EXERCISE TASK
Lines from the one containing "Query: tower spire" through the last line of the data are to be repeated word for word, both ends included.

** Begin **

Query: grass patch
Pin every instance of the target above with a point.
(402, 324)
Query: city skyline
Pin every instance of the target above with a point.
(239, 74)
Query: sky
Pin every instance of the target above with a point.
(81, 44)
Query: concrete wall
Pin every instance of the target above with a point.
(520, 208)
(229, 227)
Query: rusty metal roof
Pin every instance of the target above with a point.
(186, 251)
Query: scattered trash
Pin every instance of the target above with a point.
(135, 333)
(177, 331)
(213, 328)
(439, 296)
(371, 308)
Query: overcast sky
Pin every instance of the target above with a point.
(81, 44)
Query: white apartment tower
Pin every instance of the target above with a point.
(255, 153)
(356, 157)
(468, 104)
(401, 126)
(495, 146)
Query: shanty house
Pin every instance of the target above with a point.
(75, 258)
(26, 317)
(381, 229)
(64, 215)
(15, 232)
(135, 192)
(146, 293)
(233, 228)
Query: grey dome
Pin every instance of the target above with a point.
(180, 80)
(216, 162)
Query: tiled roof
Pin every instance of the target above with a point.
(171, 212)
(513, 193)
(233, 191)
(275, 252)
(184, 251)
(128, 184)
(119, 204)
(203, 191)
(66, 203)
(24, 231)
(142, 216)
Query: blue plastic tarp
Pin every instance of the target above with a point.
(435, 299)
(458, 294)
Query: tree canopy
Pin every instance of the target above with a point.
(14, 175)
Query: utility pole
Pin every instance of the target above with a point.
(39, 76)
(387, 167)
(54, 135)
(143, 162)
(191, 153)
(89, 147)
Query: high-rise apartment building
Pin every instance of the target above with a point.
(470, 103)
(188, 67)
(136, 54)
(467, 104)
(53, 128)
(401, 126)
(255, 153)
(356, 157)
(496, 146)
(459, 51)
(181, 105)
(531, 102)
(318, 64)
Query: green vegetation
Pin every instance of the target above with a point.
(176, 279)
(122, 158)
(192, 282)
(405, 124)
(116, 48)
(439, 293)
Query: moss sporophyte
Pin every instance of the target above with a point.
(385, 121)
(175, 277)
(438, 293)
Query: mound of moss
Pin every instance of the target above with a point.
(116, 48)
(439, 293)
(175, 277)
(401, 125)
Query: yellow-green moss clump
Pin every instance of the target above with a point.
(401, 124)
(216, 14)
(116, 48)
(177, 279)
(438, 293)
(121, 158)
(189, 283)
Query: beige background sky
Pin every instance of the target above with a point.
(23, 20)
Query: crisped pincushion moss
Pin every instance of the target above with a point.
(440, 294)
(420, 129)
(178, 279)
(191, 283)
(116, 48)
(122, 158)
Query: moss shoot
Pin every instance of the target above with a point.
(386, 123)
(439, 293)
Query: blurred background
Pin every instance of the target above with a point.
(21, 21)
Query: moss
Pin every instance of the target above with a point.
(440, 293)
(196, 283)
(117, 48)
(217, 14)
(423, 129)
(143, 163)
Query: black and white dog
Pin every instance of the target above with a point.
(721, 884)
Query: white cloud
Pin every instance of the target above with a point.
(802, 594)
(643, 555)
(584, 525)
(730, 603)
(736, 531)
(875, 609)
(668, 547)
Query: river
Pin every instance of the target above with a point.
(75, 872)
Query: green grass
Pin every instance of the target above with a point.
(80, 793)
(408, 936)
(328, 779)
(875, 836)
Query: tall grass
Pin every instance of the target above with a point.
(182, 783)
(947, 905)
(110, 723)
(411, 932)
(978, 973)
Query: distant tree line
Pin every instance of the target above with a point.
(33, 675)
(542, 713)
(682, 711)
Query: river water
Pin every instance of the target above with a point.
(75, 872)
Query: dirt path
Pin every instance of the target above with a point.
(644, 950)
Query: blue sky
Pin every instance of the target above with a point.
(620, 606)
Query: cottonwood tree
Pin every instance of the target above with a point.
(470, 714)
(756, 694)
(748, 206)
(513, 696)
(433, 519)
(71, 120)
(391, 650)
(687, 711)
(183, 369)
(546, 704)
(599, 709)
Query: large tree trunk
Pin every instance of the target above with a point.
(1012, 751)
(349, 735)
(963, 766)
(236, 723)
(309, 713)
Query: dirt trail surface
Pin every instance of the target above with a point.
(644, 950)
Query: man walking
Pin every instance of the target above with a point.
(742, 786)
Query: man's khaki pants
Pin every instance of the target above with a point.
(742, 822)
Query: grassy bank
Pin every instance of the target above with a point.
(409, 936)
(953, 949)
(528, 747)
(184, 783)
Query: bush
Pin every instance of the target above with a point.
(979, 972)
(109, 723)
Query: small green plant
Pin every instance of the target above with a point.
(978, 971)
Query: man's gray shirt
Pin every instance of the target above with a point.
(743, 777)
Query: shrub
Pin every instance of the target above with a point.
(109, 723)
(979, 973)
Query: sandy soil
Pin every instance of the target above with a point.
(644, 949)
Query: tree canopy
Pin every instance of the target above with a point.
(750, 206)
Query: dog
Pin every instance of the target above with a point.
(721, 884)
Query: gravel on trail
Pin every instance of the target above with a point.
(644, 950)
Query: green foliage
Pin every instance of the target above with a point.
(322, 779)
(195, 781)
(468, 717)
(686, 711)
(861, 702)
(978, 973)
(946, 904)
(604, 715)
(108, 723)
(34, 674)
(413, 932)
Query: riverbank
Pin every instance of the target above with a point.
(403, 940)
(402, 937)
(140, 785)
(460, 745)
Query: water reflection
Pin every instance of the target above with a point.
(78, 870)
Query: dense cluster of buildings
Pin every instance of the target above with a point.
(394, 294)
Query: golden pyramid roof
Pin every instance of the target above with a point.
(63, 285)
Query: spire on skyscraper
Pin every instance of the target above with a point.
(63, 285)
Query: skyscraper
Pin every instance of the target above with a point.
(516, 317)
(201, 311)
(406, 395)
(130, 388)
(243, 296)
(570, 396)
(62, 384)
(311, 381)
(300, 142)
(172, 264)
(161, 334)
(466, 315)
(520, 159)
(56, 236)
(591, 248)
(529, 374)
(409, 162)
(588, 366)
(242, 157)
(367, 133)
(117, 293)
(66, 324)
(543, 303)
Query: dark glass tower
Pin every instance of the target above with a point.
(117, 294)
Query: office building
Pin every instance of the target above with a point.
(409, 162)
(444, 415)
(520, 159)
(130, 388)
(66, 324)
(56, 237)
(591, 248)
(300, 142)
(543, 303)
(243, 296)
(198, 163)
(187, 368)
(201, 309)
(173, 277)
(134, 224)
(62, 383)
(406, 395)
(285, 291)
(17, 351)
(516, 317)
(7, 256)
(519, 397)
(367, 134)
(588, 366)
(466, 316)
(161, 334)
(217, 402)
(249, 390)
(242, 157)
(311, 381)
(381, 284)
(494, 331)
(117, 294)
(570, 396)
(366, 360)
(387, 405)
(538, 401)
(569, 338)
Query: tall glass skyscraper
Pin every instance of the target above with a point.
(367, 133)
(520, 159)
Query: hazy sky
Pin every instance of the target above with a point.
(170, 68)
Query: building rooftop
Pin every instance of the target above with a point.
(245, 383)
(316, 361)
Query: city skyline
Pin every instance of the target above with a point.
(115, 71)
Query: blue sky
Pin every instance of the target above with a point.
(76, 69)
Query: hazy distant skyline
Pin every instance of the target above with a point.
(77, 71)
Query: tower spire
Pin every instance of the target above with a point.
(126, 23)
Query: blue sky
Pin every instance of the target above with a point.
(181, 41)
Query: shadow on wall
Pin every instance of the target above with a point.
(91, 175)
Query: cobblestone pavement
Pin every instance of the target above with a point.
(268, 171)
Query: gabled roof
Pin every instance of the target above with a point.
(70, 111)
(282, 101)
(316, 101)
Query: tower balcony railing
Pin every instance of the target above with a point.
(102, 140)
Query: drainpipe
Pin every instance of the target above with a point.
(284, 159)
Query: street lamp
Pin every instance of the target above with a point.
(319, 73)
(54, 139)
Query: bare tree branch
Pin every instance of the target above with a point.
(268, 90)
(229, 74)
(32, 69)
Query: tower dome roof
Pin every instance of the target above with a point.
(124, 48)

** End **

WRITTEN REPLY
Query: tower spire
Pin every instance of the target above with a point.
(126, 23)
Query: blue sky
Pin every instance of the target above with a point.
(181, 41)
Query: shadow on wall
Pin every instance of the target above with a point.
(91, 175)
Query: cobblestone pavement
Pin every instance of the target above with a point.
(268, 171)
Query: gabled roof
Pin every instance of the target above with a point.
(70, 111)
(282, 101)
(316, 101)
Query: tower balcony railing
Pin every instance of the target above with a point.
(102, 140)
Query: drainpipe
Pin every instance of the target above with a point.
(284, 159)
Query: street lamp
Pin every instance of the target above with a point.
(319, 73)
(54, 139)
Query: bare tree branch
Pin every instance of the target above with a point.
(268, 90)
(229, 74)
(32, 69)
Query: tower dome roof
Pin every instance of the target above with a point.
(124, 48)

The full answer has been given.